• Excerpted text:
★ ★ ★

# Where do "YOU" dispose of florescent lighting tubes??



## 4just1don (Jun 13, 2008)

Just wondering what is the correct way,,,and the NORMAL 'real world' way people dispose of their florescent lighting tubes,,,like the 4 or 8 foot kind,,but also the compact small ones too!!


----------



## Scuba_Dave (Jan 16, 2009)

CFL's I dispose of at HD
I have a few 2', 4' & 8' flourescents
So far in 6 years I haven;t had to replace any
When they die I will switch to CFL


----------



## Chevy85 (Jul 21, 2009)

There are many companies that will do a pick up at your location if you have alot of bulbs to pick up. Some will charge you about $0.60 per bulb to cover the envirofee. Most local Home Depot and Ace hardware locations have a free drop off.


----------



## joed (Mar 13, 2005)

Put in plastic bag. Hit with hammer. Put out with regular trash. 
CFL go to local store for recycle.


----------



## Chevy85 (Jul 21, 2009)

★ ★ ★

• Material shown:
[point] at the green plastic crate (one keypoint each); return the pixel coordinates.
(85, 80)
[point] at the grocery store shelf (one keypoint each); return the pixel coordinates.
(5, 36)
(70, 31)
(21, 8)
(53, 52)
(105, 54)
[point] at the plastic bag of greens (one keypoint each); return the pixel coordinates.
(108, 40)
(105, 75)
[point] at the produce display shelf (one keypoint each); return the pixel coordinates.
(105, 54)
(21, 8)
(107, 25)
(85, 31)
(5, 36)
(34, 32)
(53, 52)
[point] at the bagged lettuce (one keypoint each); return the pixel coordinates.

★ ★ ★

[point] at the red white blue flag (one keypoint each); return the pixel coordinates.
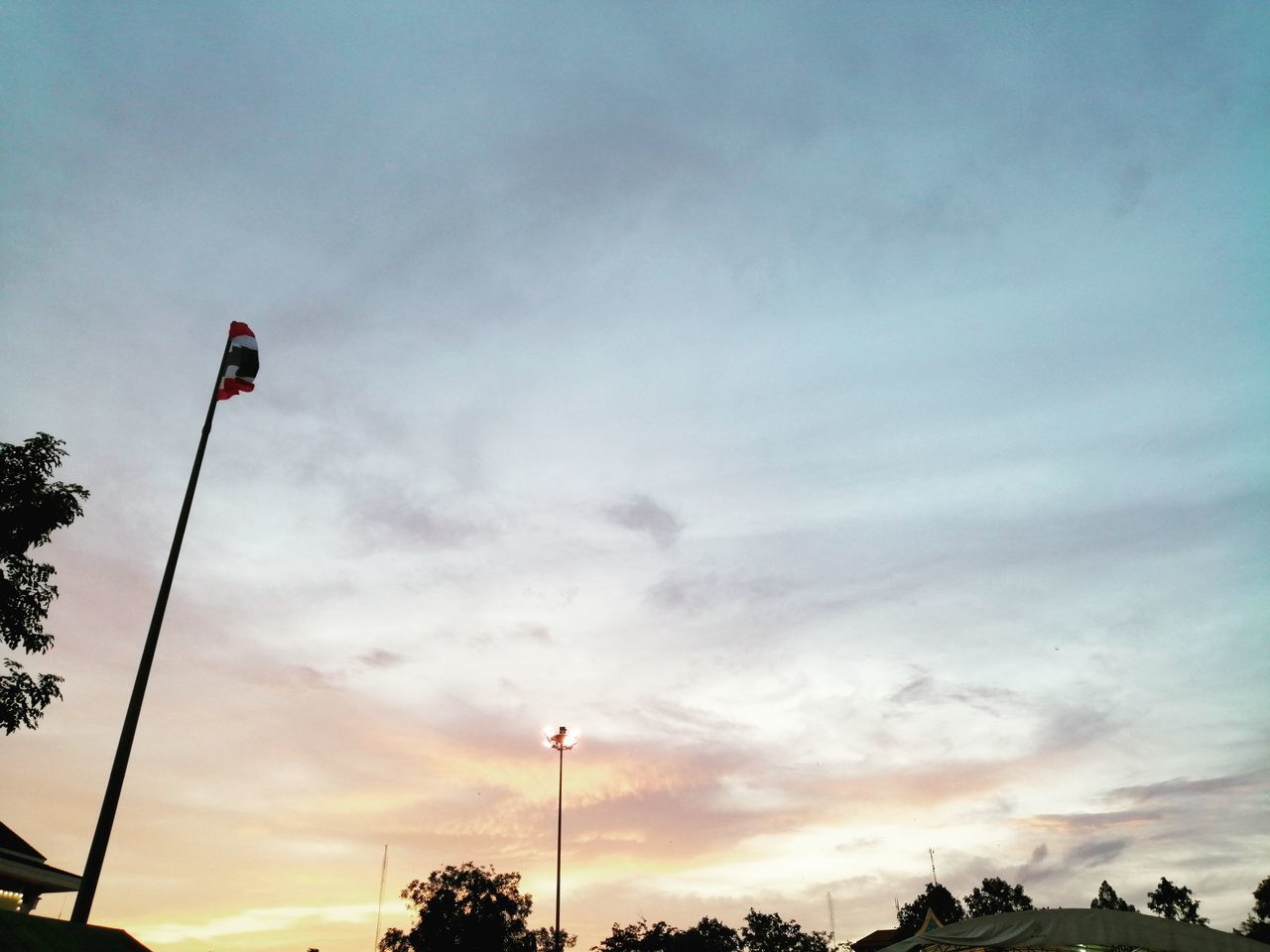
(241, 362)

★ ★ ★

• Exercise requirements:
Copy verbatim the passage of the fluorescent tube disposal thread starting at "CFL's I dispose" and ending at "free drop off.".

• Written solution:
CFL's I dispose of at HD
I have a few 2', 4' & 8' flourescents
So far in 6 years I haven;t had to replace any
When they die I will switch to CFL


----------



## Chevy85 (Jul 21, 2009)

There are many companies that will do a pick up at your location if you have alot of bulbs to pick up. Some will charge you about $0.60 per bulb to cover the envirofee. Most local Home Depot and Ace hardware locations have a free drop off.